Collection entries
+++

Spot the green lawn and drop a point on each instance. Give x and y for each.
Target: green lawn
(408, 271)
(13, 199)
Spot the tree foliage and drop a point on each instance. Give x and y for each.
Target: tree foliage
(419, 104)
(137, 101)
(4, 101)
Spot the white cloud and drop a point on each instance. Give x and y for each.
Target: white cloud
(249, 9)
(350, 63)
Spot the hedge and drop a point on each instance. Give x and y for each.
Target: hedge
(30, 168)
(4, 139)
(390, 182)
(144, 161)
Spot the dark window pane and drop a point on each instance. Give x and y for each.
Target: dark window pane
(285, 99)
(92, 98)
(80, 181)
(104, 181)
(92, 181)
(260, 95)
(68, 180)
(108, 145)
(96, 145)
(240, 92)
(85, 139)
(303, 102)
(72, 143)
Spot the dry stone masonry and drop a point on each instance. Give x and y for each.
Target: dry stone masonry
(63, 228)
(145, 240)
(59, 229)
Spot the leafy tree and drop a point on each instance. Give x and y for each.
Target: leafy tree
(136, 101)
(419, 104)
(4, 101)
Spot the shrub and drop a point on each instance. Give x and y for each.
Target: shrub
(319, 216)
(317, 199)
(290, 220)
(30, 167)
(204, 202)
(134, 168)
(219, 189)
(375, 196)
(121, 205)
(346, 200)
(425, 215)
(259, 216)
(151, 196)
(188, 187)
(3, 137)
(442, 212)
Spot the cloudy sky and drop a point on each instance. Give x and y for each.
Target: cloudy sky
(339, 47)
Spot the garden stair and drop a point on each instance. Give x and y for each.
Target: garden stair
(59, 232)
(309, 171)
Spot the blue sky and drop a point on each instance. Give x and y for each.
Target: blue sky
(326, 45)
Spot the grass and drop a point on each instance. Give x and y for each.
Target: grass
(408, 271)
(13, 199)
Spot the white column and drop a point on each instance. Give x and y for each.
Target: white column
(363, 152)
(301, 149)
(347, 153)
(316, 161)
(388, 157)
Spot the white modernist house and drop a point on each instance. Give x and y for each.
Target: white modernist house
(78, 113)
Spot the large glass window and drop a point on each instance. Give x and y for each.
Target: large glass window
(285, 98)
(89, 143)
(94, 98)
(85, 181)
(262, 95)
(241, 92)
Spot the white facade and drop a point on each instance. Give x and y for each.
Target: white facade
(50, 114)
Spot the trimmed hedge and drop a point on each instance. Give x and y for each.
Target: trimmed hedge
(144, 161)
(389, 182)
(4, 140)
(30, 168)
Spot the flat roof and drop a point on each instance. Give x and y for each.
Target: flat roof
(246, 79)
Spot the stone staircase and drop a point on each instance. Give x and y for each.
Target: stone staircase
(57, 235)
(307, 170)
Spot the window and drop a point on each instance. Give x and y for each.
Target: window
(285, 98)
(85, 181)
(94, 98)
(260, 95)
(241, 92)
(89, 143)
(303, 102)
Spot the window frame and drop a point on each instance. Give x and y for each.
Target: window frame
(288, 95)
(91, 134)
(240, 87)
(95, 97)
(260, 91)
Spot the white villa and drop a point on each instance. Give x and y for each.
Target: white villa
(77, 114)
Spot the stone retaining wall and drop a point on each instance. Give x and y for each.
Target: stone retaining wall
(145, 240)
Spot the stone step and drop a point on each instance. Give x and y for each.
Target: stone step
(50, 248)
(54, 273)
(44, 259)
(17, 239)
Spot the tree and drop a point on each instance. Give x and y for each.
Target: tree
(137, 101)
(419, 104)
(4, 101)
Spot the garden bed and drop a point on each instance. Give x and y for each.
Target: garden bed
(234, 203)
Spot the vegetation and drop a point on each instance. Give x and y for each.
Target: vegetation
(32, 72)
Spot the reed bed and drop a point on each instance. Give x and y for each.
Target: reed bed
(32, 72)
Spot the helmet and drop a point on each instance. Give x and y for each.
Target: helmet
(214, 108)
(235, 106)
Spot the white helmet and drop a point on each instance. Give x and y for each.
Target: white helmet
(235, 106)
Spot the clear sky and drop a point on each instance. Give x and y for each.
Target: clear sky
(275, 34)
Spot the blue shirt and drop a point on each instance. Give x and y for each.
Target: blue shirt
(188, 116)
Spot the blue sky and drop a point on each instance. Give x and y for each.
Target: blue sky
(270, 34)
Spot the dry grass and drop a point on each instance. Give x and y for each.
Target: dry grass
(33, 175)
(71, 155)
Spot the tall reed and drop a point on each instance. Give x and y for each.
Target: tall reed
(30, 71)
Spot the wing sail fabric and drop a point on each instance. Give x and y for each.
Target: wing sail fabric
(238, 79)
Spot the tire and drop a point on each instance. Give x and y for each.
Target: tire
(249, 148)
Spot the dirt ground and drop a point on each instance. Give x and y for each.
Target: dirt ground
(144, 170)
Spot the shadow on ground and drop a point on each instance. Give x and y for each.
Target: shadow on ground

+++

▸ What is needed
Your task is to return each line of the data above that contains the string "shadow".

▸ Reply
Spot the shadow on ground and drop a point on each instance. Give x and y for each.
Target: shadow on ground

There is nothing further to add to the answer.